Tasks to carry out:
a. In the article about the "Site: Yizkor" performance, at what venue will the performance be held?
b. Write out the stretch of the "Site: Yizkor" article from "Yizkor, which means" through "the person praying.".
c. Continue the article about the "Site: Yizkor" performance from the point where it stops.

Text section:
++++++++
On Friday, May 19, dancers, musicians, orators and spectators will come together for a performance of “Site: Yizkor” at King Manor Museum in Jamaica, Queens to explore these and other questions.
The brainchild of multimedia artist Maya Ciarrocchi and composer Andrew Conklin, the performance takes its name from the Jewish memorial service that is recited on major holidays. It combines live and pre-recorded readings with improvised music and dance, encouraging the performers and audience to summon their loved ones into the room, to commune with them in an intimate and visceral way.
“It’s about trying to make roots in a place, to map it, and also to honor the dead and the ghosts — not just the ghosts of people, but the layers of buried history, too,” Ciarrocchi told the New York Jewish Week. “It’s like, if you go to a small chapel in Italy and then realize it’s on three layers of pagan temples [and other] sacred sites.”
Ciarrocchi, who is of Ashkenazi Jewish and Italian descent, has long contemplated the spaces her own family lost and how that loss has impacted her lived experience as a queer Gen X New Yorker. “My grandparents were immigrants who tried to establish a home in the new world. My mother has had difficulties finding a place [within the] establishment,” she said. “Plus, growing up on the tail end of the AIDS plague, I really didn’t have any queer mentors. It did create an unmooring, a feeling of being ungrounded.”
Multimedia artist Maya Ciarrocchi. (Joanna Eldredge Morrissey)
The impetus for this specific piece was a confluence of events — people and places disappearing while remaining present in Ciarrocchi’s consciousness. In 2015, she lost both her mother-in-law and an elderly neighbor, the 1930s radio star Elia Braca Rose (aka Lynne Howard). “I was thinking a lot [during that time] about the things we leave behind,” said Ciarrochi. “Especially as I witnessed my neighbor’s apartment [getting] dismantled. I was grieving. Her children took things, the neighbors gathered things, the [demolition] team came in. There was something so devastating about all her history being sucked out of the apartment.”
She and her wife moved a year later, emptying out the apartment she had been raised in, a space in the Westbeth artist’s community. All this upheaval summoned grief and thoughts of the power of rites and ritual.
Yizkor, which means “may [God] remember” in Hebrew, is traditionally performed four times a year — on the three pilgrimage holidays of Shemini Atzeret, Passover and Shavuot, and on Yom Kippur. The communal Yizkor service includes a moment of private reflection during which worshipers can read a prayer that includes the name of a lost loved one and their relationship to the person praying.
“This particular viewpoint is inherently Jewish, but it’s a universal experience of displacement, loss, grief,” Ciarrocchi said. “Really, we’re doing a ritual together. And it doesn’t matter who you are or where you come from; we’re doing this together. Hopefully it brings everyone in, and we can have feelings together. The best way to connect with people is to have conversations with them, to open up space for people to hear each other. I hope that this project can do that.”
++++++++
Dataset rows:
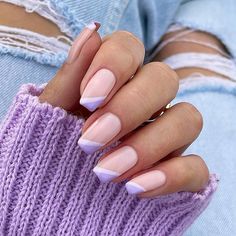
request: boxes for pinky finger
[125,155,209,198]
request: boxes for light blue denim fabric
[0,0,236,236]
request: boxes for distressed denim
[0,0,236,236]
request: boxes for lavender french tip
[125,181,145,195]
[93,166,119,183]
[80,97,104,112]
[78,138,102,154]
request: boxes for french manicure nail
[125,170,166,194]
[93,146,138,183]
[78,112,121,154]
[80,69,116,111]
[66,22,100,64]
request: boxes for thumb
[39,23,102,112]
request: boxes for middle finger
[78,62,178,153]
++++++++
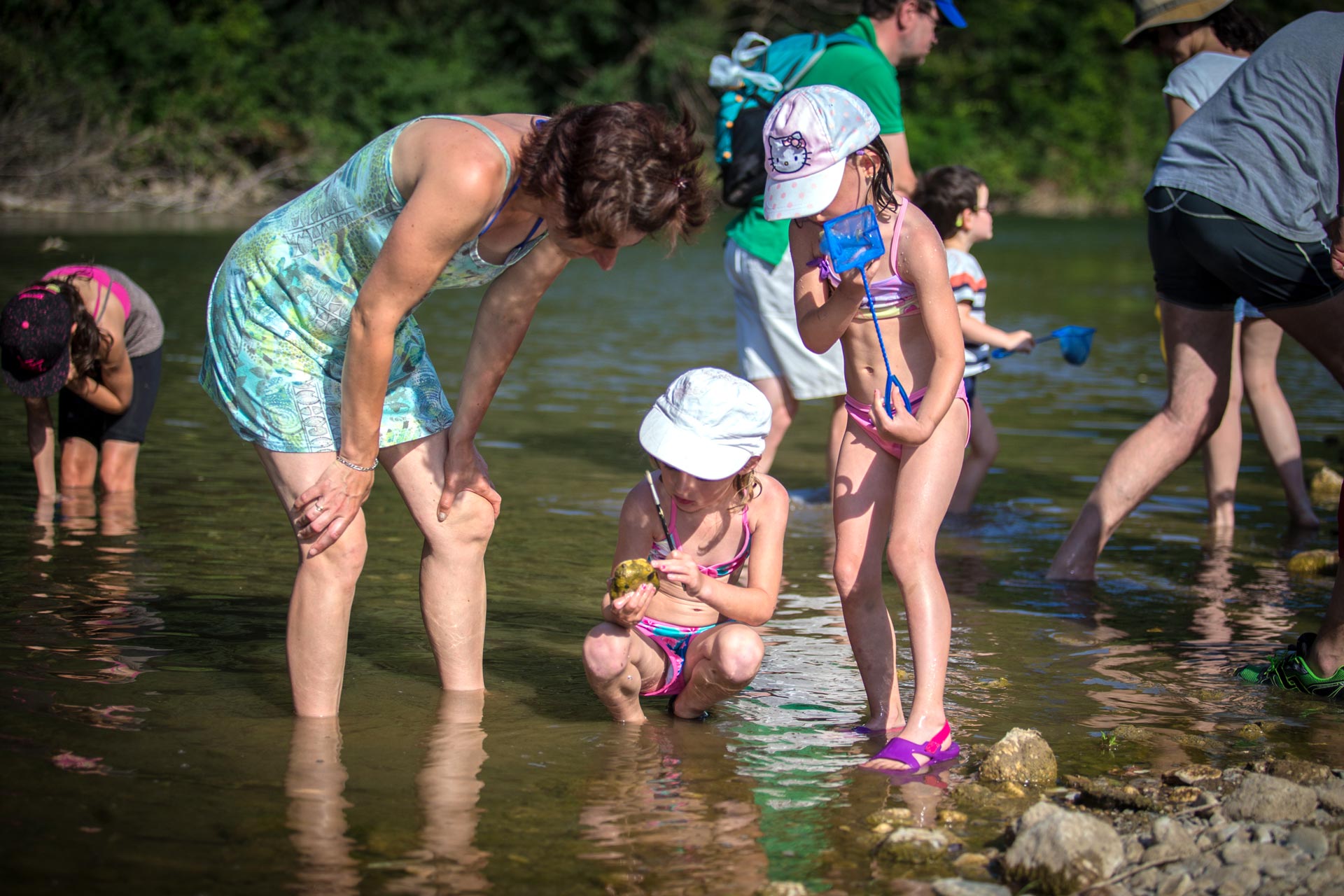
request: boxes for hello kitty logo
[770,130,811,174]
++++++++
Task responses:
a. King Manor Museum in Jamaica, Queens.

b.
Yizkor, which means “may [God] remember” in Hebrew, is traditionally performed four times a year — on the three pilgrimage holidays of Shemini Atzeret, Passover and Shavuot, and on Yom Kippur. The communal Yizkor service includes a moment of private reflection during which worshipers can read a prayer that includes the name of a lost loved one and their relationship to the person praying.

c.
Each performance is site specific: Previously, “Site: Yizkor” has been performed at the Chutzpah! Festival in Vancouver and at the Roza Centre for International Art and Cooperation in Ruszcza, Poland, a short distance from where Ciarrochi’s grandmother’s house was burned to the ground during a pogrom.
For the New York iteration, the artist has created a series of videos incorporating drawings and maps specific to King Manor Museum, the former country estate of Rufus King, a 19th-century politician and early abolitionist. The museum says its mission is to highlight King’s antislavery activism and to “promote social change in today’s world.”
“Site: Yizkor” began taking its latest form a few weeks ago with a writing workshop, viewed by the artists as integral to the creative process. Participants were invited to respond to prompts such as “describe a vanished place of personal importance” and “describe your dreams of the future.” The artists then take these reflections and incorporate them into the performance.
The music, born of Conklin’s extensive work in the worlds of folk, bluegrass and traditional music, is improvised live from a graphic score. Similarly, the choreography contains specific modules and instructions but remains open to the interpretation of the performers.
“We come up with a score together but it’s a really open structure,” Ciarrochi said. “An element of a score for dancers might be to ‘walk the periphery of the house connecting with each other.’ You can do a lot of things inside of that, but that is the structure. Because these are skilled improvisers, they’re going to make that happen.”
“This particular viewpoint is inherently Jewish, but it’s a universal experience of displacement, loss, grief,” Ciarrocchi said of the piece. “Really, we’re doing a ritual together.”
“Site: Yizkor” will take place at King Manor (150-03 Jamaica Ave.) in Jamaica, Queens on Friday, May 19 at 8:00 p.m. Register here.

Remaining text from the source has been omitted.